According to the article below on TSA drug and alcohol testing, how many TSA workers nationwide tested positive for drugs or alcohol between 2010 and 2016?

Start of Text provided

PORTLAND, Ore. — A KGW investigation found hundreds of Transportation Security Administration workers have failed drug and alcohol tests at airports around the country.
Nationwide, 858 TSA workers tested positive for drugs or alcohol between 2010 and 2016, according to federal records obtained through a Freedom of Information Act request.
The TSA conducts drug and alcohol tests randomly. Tests are also given if there is reasonable suspicion an employee is under the influence.
The highest failure rates occurred at some of the nation’s busiest airports. Fifty-one TSA workers tested positive for drugs or alcohol at Los Angeles International Airport. John F. Kennedy International Airport had 40 employees test positive. Boston Logan International Airport had 35 failed tests.
Portland International Airport had six TSA workers test positive for drugs or alcohol from 2010-2016.
TSA employees who failed a drug or alcohol test are fired, an agency spokesperson said.
“Illegal substances include, but are not limited to, cocaine, marijuana, opiates, amphetamines, and phencyclidine [PCP],” wrote TSA spokesman Nico Melendez in an email to KGW.
Last year, the TSA conducted random drug tests on 17,649 workers.
Of those tested, 97 employees or 0.55 percent tested positive, which is far below the positive testing rate for other federal employees.
According to Quest Diagnostics, the overall percentage of positive random drug tests for federal employees in “safety sensitive” jobs was 1.5 percent.
“To think that we are going to eliminate that entirely is an unreasonable expectation,” explained homeland security analyst Scott Winegar. “We can optimize what we expect from the screeners and we can optimize the people we select but I don’t think we are ever going to be able to have absolutely zero mistakes.”
A July 2016 report from the U.S. House Homeland Security Committee found increased employee misconduct at the TSA.
“TSA employees have been criminally charged for using cocaine on the job, facilitating large-scale drug and human smuggling, and engaging in child pornography activities,” the report said.
Earlier this month, U.S. Rep. Scott Perry (R-PA) introduced legislation requiring senior TSA officials to oversee the review of discipline when a TSA agent misbehaves. Under current rules, disciplinary actions vary from case to case depending on the supervisor.
The TSA has roughly 60,000 employees working at about 450 airports.
“Our expectation is that they will keep us safe in the airways, so when you put that type of expectation on somebody you would certainly want them fully alert and not inhibited by alcohol or drugs in any way,” explained Winegar.

End of Text provided
Start of Material supplied

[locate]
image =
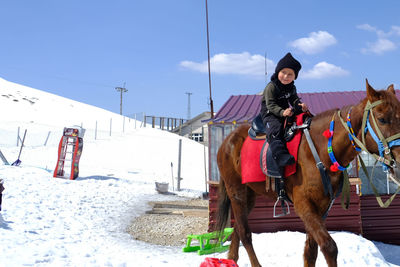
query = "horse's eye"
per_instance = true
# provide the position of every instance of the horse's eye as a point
(382, 120)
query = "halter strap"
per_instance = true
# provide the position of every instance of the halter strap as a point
(330, 148)
(384, 144)
(351, 132)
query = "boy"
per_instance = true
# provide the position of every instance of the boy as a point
(277, 96)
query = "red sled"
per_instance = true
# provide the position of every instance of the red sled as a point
(215, 262)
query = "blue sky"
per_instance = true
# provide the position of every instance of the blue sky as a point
(84, 49)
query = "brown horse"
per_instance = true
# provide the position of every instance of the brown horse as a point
(305, 187)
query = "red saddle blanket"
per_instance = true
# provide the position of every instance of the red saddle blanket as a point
(250, 156)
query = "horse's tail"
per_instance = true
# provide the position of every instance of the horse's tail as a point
(224, 206)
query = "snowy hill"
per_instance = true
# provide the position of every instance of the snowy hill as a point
(48, 221)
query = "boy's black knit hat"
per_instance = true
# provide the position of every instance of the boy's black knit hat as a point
(288, 61)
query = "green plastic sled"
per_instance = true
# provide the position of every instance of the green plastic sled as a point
(205, 245)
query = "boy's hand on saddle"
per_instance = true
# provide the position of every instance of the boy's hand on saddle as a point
(304, 107)
(288, 112)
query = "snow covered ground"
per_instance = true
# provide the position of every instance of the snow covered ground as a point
(57, 222)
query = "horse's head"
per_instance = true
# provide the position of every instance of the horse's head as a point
(381, 126)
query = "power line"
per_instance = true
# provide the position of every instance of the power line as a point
(121, 90)
(189, 94)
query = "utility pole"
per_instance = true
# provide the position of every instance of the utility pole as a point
(122, 90)
(209, 71)
(189, 117)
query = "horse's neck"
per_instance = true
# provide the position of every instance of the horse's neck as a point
(343, 146)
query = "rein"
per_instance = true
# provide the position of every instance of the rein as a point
(384, 145)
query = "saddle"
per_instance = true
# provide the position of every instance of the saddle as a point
(257, 129)
(274, 158)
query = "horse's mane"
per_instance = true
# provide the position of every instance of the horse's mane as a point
(326, 113)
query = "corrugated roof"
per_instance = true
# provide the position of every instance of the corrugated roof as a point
(243, 108)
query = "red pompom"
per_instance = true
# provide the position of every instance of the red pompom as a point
(327, 134)
(334, 168)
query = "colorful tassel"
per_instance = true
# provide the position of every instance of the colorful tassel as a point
(327, 133)
(334, 168)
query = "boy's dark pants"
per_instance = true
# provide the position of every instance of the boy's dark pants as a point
(274, 131)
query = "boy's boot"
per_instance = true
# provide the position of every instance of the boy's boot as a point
(280, 153)
(282, 197)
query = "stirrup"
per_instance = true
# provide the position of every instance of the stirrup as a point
(284, 206)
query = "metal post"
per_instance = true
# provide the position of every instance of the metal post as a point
(179, 165)
(110, 125)
(121, 90)
(18, 137)
(48, 135)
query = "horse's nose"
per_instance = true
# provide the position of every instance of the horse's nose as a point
(395, 174)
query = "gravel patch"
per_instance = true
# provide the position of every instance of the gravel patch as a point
(169, 230)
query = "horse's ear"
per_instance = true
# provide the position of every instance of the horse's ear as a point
(391, 89)
(371, 93)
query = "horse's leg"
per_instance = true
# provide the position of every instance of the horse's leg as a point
(316, 228)
(310, 251)
(242, 200)
(235, 240)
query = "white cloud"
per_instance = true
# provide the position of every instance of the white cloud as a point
(382, 44)
(379, 47)
(367, 27)
(324, 70)
(316, 42)
(395, 30)
(242, 64)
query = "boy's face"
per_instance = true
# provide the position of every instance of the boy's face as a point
(286, 76)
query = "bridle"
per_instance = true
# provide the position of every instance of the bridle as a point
(384, 144)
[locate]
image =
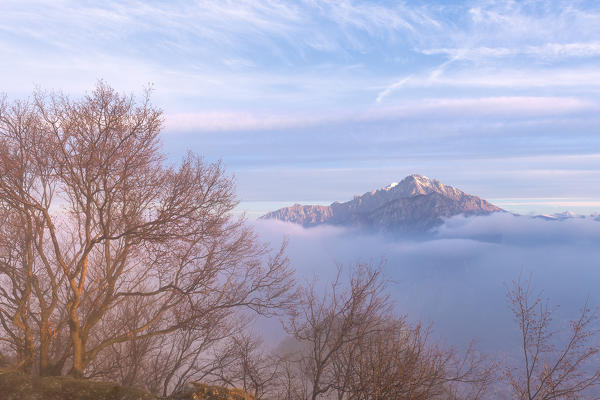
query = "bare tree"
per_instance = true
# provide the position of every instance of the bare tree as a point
(553, 366)
(351, 345)
(328, 319)
(107, 245)
(247, 365)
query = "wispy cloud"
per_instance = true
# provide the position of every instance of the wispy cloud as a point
(430, 109)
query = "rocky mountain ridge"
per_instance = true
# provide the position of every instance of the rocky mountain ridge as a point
(416, 203)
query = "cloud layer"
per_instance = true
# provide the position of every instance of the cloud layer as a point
(456, 279)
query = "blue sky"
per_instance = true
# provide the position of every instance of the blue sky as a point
(318, 100)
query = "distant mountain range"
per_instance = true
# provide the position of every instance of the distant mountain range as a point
(416, 203)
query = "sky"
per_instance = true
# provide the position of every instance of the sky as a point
(315, 100)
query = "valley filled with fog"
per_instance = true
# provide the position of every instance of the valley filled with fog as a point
(455, 278)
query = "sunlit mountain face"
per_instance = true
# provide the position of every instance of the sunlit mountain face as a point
(416, 203)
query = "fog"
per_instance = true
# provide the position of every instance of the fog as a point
(455, 279)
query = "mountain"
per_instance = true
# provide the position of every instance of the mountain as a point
(416, 203)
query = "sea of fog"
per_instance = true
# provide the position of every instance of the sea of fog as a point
(456, 278)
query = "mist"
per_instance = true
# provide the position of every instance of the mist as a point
(455, 278)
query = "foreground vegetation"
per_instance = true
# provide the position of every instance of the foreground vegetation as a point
(16, 385)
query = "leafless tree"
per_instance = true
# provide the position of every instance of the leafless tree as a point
(248, 365)
(107, 245)
(554, 366)
(330, 318)
(351, 345)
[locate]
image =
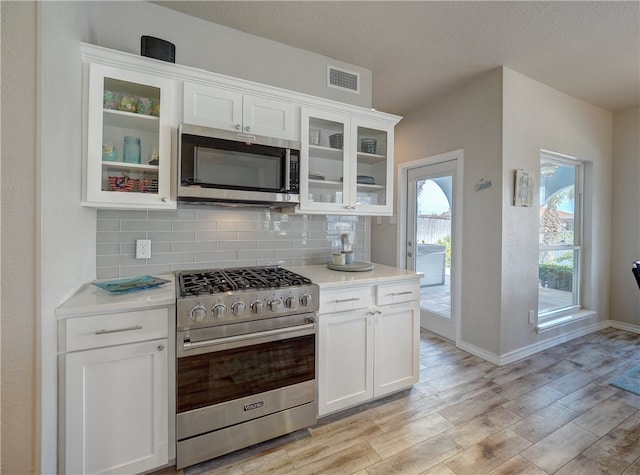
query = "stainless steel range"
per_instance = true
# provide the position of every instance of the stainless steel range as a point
(245, 359)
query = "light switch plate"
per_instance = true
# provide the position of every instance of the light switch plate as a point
(143, 249)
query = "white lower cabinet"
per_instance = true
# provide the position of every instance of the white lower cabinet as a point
(115, 398)
(368, 344)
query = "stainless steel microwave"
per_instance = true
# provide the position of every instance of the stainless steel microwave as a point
(219, 166)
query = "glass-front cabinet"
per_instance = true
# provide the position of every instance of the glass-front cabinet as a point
(346, 164)
(128, 155)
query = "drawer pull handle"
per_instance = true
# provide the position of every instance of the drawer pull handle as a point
(104, 332)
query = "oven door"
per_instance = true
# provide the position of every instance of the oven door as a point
(232, 379)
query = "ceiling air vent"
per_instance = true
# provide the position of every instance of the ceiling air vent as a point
(342, 79)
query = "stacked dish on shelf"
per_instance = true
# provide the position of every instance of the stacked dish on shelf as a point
(368, 145)
(364, 180)
(336, 141)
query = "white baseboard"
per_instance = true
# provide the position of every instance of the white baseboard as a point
(527, 351)
(625, 326)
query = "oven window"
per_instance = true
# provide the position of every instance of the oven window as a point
(221, 376)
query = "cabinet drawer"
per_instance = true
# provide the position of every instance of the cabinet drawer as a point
(340, 300)
(397, 292)
(115, 329)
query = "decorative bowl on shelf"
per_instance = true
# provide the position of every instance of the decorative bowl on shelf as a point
(314, 136)
(336, 141)
(368, 145)
(109, 152)
(122, 183)
(148, 185)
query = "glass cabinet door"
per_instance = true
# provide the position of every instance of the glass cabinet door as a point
(324, 167)
(128, 140)
(373, 166)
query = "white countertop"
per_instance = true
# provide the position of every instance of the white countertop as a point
(92, 300)
(327, 278)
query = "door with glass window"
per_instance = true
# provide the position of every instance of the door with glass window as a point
(430, 236)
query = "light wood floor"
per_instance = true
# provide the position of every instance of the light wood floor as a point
(554, 412)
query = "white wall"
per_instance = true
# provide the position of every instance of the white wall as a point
(18, 417)
(538, 117)
(502, 119)
(625, 217)
(222, 50)
(469, 118)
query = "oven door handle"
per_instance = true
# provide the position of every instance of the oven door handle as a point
(237, 341)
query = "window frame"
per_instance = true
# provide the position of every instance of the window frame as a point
(577, 247)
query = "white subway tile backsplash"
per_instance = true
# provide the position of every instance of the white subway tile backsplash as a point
(107, 249)
(193, 237)
(108, 225)
(172, 236)
(195, 246)
(237, 245)
(197, 225)
(109, 237)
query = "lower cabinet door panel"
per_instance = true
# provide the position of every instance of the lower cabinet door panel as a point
(345, 372)
(116, 408)
(397, 348)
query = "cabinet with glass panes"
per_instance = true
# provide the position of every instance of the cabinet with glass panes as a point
(346, 165)
(128, 154)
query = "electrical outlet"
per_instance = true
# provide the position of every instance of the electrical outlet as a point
(143, 249)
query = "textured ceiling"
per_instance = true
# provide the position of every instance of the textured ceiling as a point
(418, 50)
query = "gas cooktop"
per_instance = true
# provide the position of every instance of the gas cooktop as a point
(213, 297)
(213, 281)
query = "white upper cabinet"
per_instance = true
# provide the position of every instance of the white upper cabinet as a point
(133, 108)
(128, 156)
(226, 109)
(346, 164)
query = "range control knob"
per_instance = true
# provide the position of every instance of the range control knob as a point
(306, 300)
(198, 313)
(238, 308)
(219, 310)
(291, 302)
(273, 305)
(257, 307)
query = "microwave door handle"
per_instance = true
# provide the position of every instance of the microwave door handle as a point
(287, 168)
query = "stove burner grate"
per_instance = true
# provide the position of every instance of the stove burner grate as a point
(212, 281)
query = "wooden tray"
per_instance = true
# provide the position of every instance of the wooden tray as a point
(355, 267)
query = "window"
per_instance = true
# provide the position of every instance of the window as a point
(560, 250)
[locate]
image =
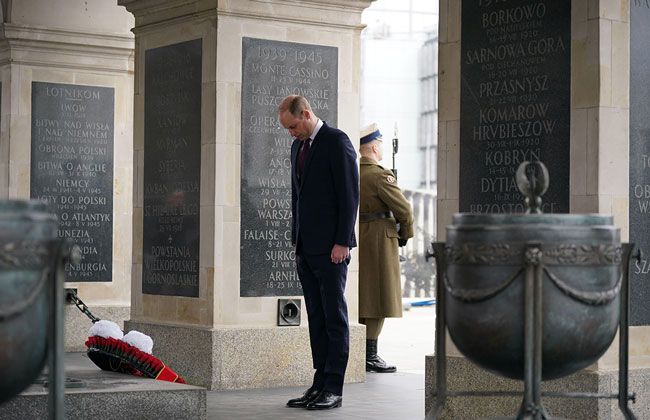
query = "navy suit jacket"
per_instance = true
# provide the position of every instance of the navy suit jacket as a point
(326, 198)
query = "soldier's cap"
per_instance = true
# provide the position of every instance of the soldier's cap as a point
(370, 133)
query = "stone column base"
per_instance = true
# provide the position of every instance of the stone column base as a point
(76, 324)
(243, 357)
(462, 375)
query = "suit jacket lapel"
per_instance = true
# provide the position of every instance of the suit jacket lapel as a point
(295, 147)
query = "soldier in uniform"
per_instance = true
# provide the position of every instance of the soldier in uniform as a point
(382, 208)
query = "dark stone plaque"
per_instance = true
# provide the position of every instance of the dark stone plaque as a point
(172, 170)
(72, 169)
(272, 70)
(515, 101)
(640, 160)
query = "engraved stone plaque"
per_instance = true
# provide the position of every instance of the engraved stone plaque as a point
(272, 70)
(515, 101)
(640, 160)
(172, 170)
(72, 169)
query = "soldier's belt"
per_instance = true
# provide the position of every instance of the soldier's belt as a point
(369, 217)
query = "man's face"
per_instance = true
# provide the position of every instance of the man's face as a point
(299, 126)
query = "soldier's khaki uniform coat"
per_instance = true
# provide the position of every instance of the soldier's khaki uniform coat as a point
(380, 290)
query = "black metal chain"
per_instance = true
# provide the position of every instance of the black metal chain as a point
(72, 295)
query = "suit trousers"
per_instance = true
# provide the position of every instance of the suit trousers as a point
(323, 285)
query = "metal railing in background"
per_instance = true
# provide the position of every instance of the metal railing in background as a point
(418, 279)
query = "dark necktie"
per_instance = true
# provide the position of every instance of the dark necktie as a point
(302, 157)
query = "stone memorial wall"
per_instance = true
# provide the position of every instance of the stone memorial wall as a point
(72, 169)
(172, 169)
(272, 70)
(515, 101)
(640, 160)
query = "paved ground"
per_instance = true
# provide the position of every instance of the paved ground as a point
(399, 396)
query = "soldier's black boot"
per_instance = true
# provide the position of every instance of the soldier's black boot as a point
(374, 363)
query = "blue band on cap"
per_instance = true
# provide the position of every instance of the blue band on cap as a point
(370, 137)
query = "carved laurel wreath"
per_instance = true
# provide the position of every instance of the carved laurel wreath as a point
(505, 254)
(514, 254)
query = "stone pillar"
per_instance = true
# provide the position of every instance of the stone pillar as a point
(66, 73)
(215, 323)
(598, 182)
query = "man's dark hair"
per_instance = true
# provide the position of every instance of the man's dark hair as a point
(295, 104)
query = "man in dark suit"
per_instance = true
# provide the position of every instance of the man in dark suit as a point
(325, 198)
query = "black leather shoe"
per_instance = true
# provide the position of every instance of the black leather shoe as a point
(324, 401)
(306, 398)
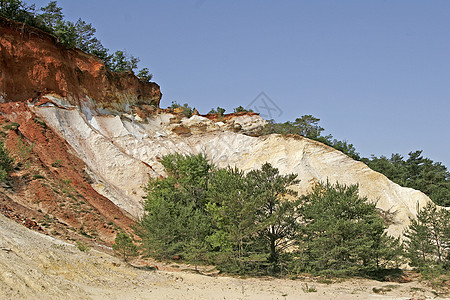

End of Material supplied

Output of the exercise
858 TSA workers tested positive.